-------- Passage

Friday, February 15, 2008

Fairytales, Folklore and Myth

This semester I have to write a research paper.

I hate research papers.

Not because I mind writing - obviously I don't. Not because I mind researching - I actually enjoy it. No, I hate research papers because of the thesis statement. I can write a thesis statement, that's not too terribly hard. It's the fact that I can never just research something - my thesis statement has to be debatable.

I've decided to write my research paper as a study of fairytales, folklore and mythology - and it's impact on modern American culture. As I'm an anthropology major I have a fairly broad spectrum to choose from as far as topics go. Being a fan of Joseph Campbell, cultural impact of myth sounded like it would be fun to read up on. However, I'm not certain this is a debatable topic. *sigh*

Here's my idea - I'd like to look at today's literature (including comic books) and possibly today's films and evaluate how many of these things have been influenced by myth. I'm thinking the debatable part is the idea that myth has an current value to society. In showing how much of our literature and many of our films come from far older stories, or are heavily influenced by them, I'd prove that myth is still important to us today.

This is what I have so far:

Literature and Comic Books (which are really the same thing in this case):
American Gods, Annansi Boys, Stardust and Sandman by Neil Gaimen
Fables by Bill Willingham
Crossing Midnight by Mike Carey
Wicked, Mirror Mirror, etc by Gregory Maguire
Grendel by Thomas Gardner
Grendel and Mage by Matt Wagner
300 by Frank Miller

I was also thinking about 'The King Must Die' by Mary Renault, but I don't think she counts as a contemporary writer. Maybe the Life of Pi? Or even better, Red Earth and Pouring Rain.

If anyone wants to suggest anything feel free!

----------------
-------- Data section

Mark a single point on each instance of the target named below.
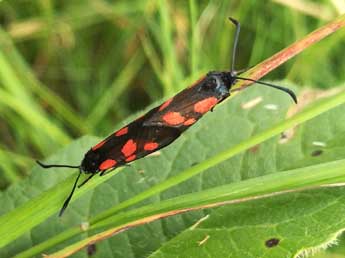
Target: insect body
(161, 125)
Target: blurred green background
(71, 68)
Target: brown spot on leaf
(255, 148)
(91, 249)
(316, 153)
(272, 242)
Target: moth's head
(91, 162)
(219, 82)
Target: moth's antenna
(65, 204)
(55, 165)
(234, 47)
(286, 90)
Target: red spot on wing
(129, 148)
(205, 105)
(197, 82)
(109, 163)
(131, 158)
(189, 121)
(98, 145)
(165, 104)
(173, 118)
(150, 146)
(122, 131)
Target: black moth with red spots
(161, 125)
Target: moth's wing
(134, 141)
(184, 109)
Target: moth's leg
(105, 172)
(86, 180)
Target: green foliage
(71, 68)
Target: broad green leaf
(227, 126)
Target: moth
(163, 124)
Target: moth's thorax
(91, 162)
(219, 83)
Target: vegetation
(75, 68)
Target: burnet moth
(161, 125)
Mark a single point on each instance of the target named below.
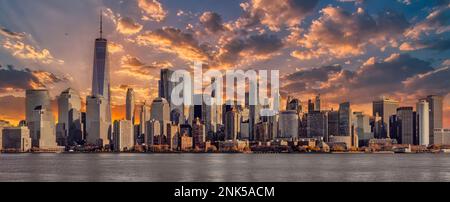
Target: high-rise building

----------------
-------- Data section

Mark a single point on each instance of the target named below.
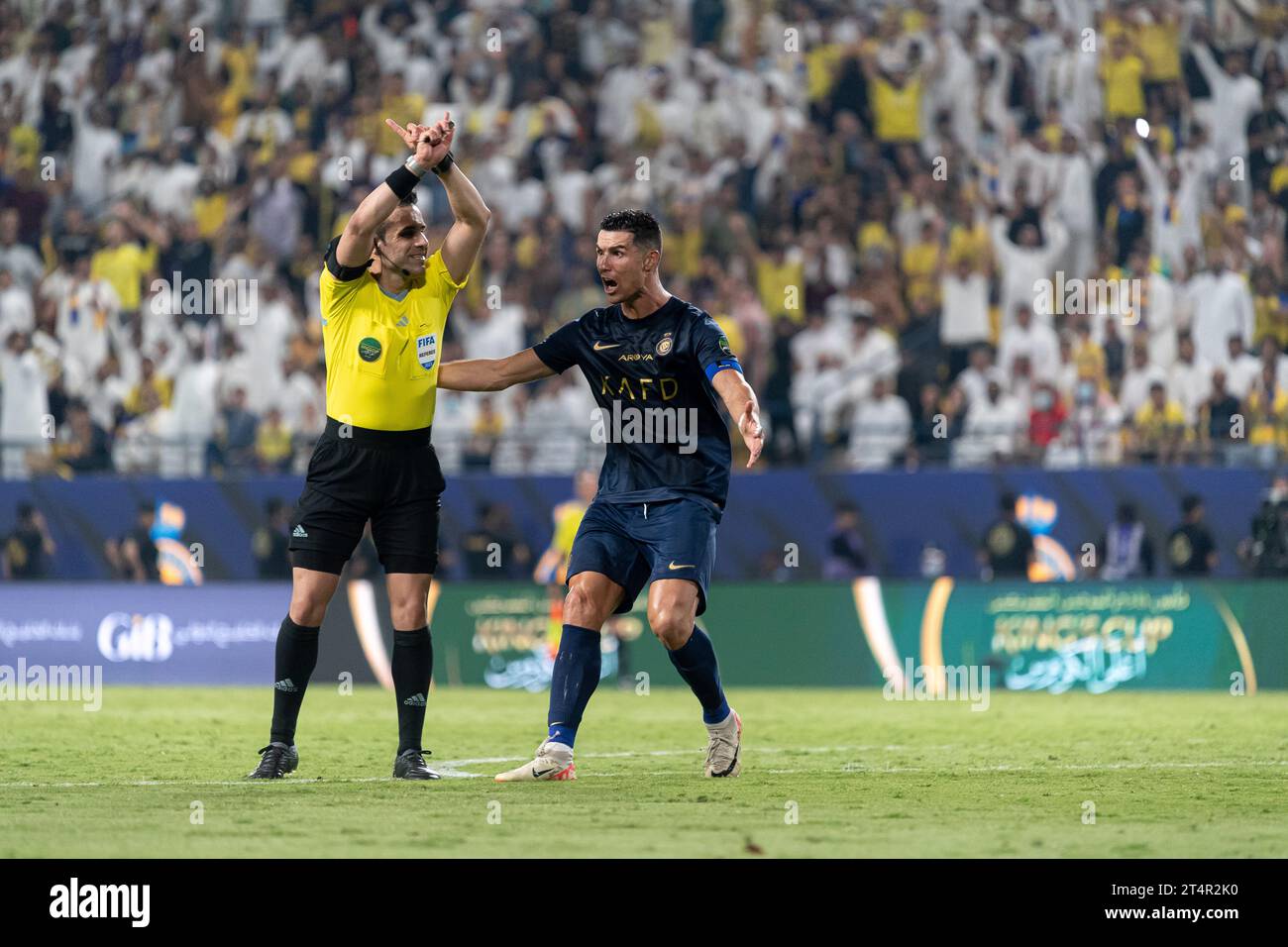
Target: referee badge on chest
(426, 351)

----------------

▶ Goals:
a - Please list every author named in the blog post's list under "Literature and Comic Books."
b - According to the blog post, what is the writer's major?

▶ Outputs for the tasks:
a -
Neil Gaimen
Bill Willingham
Mike Carey
Gregory Maguire
Thomas Gardner
Matt Wagner
Frank Miller

b - Anthropology.